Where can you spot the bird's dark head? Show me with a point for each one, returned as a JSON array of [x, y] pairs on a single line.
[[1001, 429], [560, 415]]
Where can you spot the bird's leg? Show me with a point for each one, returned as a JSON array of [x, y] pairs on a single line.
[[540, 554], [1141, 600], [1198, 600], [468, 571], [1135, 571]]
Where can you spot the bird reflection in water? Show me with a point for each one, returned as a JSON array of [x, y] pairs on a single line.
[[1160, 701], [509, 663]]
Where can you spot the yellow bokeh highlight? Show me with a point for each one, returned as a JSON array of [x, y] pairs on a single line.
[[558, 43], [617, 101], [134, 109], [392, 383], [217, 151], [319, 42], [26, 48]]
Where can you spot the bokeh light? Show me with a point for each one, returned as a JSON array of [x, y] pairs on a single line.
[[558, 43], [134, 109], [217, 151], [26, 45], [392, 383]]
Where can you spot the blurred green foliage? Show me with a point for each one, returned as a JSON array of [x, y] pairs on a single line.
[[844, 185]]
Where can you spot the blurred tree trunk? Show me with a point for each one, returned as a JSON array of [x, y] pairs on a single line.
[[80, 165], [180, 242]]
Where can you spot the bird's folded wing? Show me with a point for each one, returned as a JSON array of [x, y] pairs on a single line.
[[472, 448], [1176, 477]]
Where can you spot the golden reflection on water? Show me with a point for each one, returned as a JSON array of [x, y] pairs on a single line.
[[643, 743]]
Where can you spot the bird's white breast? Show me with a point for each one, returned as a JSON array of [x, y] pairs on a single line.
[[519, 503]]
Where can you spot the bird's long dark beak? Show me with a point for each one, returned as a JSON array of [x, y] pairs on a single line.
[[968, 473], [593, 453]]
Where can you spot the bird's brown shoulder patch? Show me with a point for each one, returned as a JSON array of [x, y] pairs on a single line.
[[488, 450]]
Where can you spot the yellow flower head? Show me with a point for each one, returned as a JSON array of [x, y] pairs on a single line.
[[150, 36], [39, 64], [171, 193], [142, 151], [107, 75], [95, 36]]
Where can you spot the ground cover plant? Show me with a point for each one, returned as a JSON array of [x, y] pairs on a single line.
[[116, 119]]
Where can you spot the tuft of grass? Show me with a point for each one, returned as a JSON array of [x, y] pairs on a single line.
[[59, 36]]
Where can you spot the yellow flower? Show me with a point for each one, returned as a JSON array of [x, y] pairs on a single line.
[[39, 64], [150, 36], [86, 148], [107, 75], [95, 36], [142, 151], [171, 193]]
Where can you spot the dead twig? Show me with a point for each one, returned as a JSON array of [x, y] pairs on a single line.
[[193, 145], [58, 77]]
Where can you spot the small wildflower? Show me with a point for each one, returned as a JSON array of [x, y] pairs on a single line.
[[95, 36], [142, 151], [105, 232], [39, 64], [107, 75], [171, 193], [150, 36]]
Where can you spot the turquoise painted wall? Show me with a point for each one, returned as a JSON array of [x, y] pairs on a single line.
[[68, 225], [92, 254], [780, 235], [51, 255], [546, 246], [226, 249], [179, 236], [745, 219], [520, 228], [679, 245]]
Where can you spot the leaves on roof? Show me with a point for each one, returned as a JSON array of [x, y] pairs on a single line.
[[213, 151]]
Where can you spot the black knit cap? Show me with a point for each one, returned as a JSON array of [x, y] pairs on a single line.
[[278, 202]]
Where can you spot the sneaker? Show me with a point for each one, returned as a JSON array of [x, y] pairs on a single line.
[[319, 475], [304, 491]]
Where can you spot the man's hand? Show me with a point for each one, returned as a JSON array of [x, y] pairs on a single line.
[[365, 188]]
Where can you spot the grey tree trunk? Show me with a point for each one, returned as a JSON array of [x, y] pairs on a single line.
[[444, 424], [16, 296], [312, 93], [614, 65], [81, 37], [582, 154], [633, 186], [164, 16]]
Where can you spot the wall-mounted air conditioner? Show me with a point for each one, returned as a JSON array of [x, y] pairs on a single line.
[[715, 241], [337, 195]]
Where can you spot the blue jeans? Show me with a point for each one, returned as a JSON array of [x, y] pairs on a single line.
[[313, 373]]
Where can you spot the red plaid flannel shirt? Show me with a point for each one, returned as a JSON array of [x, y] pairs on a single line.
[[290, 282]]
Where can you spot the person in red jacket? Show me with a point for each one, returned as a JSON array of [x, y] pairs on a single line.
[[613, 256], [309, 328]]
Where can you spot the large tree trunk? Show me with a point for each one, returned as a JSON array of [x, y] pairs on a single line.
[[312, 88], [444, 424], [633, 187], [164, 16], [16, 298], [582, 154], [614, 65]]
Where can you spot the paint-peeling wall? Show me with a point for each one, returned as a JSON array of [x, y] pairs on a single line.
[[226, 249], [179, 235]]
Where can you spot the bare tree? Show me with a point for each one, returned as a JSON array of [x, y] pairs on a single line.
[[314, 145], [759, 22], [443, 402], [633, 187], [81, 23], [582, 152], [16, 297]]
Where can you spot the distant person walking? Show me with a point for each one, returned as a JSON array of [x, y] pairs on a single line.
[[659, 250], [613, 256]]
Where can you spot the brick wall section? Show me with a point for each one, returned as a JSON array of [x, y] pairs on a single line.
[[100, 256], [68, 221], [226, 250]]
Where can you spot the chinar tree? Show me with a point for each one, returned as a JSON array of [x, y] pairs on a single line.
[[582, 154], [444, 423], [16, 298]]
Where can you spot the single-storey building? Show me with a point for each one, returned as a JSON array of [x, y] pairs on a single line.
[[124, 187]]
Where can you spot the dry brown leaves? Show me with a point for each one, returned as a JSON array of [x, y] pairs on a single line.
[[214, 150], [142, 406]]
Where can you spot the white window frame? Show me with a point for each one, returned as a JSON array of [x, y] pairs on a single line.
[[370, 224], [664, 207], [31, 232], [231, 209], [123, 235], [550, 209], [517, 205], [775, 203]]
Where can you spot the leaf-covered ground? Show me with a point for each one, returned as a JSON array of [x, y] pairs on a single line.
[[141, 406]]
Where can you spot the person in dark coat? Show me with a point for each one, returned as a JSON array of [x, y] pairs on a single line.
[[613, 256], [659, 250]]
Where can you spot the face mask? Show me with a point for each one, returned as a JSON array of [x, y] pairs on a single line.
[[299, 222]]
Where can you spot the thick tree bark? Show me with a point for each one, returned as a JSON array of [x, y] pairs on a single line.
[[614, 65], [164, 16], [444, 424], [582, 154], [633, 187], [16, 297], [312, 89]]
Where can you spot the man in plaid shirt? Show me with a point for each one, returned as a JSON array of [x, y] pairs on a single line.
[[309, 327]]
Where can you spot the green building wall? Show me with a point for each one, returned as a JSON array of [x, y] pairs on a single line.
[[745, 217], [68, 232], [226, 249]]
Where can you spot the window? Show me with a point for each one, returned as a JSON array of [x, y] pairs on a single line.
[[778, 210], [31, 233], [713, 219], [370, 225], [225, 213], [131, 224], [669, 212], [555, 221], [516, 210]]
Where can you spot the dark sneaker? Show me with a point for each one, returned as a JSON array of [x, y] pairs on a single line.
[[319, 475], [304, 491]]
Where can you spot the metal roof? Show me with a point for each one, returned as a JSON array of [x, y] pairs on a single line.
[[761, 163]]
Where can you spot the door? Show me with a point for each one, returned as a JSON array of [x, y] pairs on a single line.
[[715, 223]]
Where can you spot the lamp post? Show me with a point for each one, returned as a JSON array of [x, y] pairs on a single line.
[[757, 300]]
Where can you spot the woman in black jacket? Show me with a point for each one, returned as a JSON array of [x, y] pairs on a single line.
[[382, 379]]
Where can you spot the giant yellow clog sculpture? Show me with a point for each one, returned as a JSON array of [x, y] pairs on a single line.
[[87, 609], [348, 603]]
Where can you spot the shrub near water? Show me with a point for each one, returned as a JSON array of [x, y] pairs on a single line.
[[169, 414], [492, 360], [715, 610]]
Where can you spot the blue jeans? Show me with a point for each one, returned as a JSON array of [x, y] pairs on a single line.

____

● **Task statement**
The last part of the records is the answer, beginning at the line that holds "Where can you spot the window?" and including the final line, repeated exactly.

● **Exercise solution**
Where can you spot the window? Show me with a point for each one, returned as a JSON array of [x, y] pairs on a single line.
[[778, 210], [31, 233], [713, 219], [370, 225], [225, 213], [131, 224], [669, 212], [555, 221], [516, 210]]
Where can you spot the dark sneaker? Show me with a point for each one, returned as a JSON array of [x, y] pairs on a single line.
[[319, 475], [304, 491]]
Where can you spot the metal roof? Show me with a point for each one, returned as a JSON array of [x, y] pairs on a single line.
[[761, 163]]
Where can you spot the door? Show me with a point for each one, returned as a JSON array of [x, y] pairs on a single line.
[[715, 223]]
Where can you spot the lamp post? Show me with a point for each one, returned as a JSON array of [x, y] pairs on a single line.
[[757, 300]]
Where can you spot the woman in black jacket? Show me with a point for each one, returned as a JSON array of [x, y] pairs on a single line.
[[382, 379]]
Where can you spot the giant yellow clog sculpture? Show me with a point for each one, returned as a JSON array of [x, y] pairs on a single line.
[[87, 609], [348, 603]]
Where can you spot the shrub near water? Show me with a point for each one, returned as a JSON array of [x, y] pairs on a single line.
[[169, 414], [492, 360], [715, 610]]
Where can you spot the blue jeans? Show me with a point for each one, returned as a JSON array of [x, y] pairs on a single line.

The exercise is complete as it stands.